→ **Objectif 1**
Relevez chaque ligne du listing où figure la chaîne « sandy ».

L’exaspération des royalistes ne fit que s’accroître. Ils avaient espéré que leur campagne aboutirait et que les décrets seraient rejetés. Déçus, ils parlèrent de falsification, quand ils avaient eux-mêmes tout fait pour fausser le scrutin : à Paris, les patriotes avaient été illégalement exclus en grand nombre des assemblées primaires (rapport de police du 21 fructidor-7 septembre, recueil d’Aulard, t. II, p. 222 et aussi p. 234) ; d’après Buonarroti, « une foule de citoyens avaient été expulsés des assemblées » (t. Ier, p. 61) ; dans des départements où fonctionnaient les compagnies de Jésus et du Soleil, où on assassinait toujours, ils n’osèrent pas s’y présenter. Parmi ceux qui prirent part au vote, beaucoup, tout en désapprouvant les décrets, ne se prononcèrent pas contre eux parce qu’ils ne voulaient pas faire le jeu des royalistes. Toutes les sections de Paris avaient approuvé la Constitution ; mais une seule, celle des Quinze-Vingts, avait ratifié les décrets ; aussi les royalistes crurent qu’ils pouvaient agir en maîtres et prendre de force le pouvoir qui légalement leur échappait. La garde nationale livrée, depuis Prairial, à l’influence exclusive de la bourgeoisie, étant favorable aux adversaires de la Convention ; celle-ci, pour sa défense, ordonna, le 6 vendémiaire (28 septembre), aux troupes conservées sous les ordres du général Menou après les événements de Prairial et cantonnées près de Marly, de venir camper dans la plaine des Sablons, devenue le lieu dit Sablonville, près de la porte Maillot. Il n’y avait pas tout à fait 4 000 hommes disponibles.

→ **Matériel d'exercice**
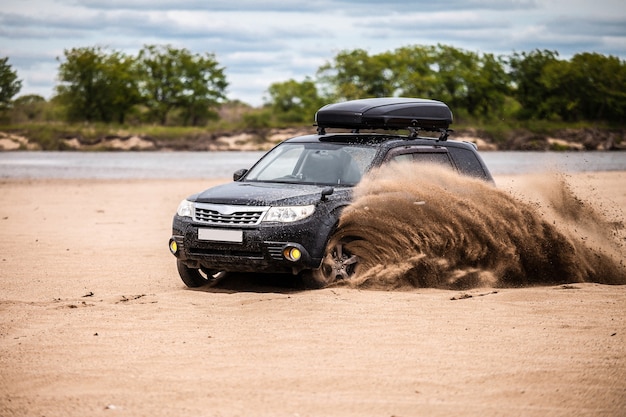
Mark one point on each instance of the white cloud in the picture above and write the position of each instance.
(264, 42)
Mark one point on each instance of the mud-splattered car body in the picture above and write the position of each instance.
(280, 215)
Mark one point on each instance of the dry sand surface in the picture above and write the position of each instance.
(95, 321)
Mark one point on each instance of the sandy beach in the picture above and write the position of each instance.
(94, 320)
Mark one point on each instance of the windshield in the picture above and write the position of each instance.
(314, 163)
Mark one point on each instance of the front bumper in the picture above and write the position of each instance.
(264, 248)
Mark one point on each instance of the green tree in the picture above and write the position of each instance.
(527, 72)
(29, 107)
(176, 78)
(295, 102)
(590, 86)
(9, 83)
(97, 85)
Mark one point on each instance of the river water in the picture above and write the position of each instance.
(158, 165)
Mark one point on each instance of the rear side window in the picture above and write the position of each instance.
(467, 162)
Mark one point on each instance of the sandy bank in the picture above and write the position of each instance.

---

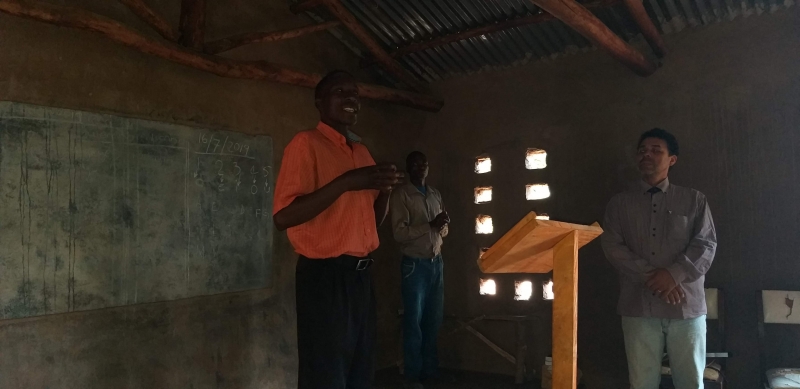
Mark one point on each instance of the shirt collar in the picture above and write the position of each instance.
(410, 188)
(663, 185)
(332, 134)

---

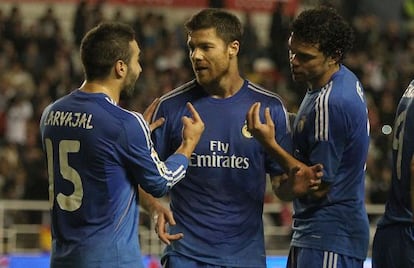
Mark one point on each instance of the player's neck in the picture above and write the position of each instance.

→ **Objectif 2**
Répondez brièvement à ces questions sur le texte fourni.
(a) Quelle section de Paris fut la seule à ratifier les décrets ?
(b) Quel jour la Convention ordonna-t-elle aux troupes du général Menou de venir camper dans la plaine des Sablons ?
(c) Combien d'hommes étaient disponibles ?

→ **Réponse attendue 1**
Mark one point on each instance of the sandy beach in the picture above and write the position of each instance.
Mark one point on each instance of the sandy bank in the picture above and write the position of each instance.

→ **Réponse attendue 2**
(a) La section des Quinze-Vingts.
(b) Le 6 vendémiaire (28 septembre).
(c) Pas tout à fait 4 000 hommes.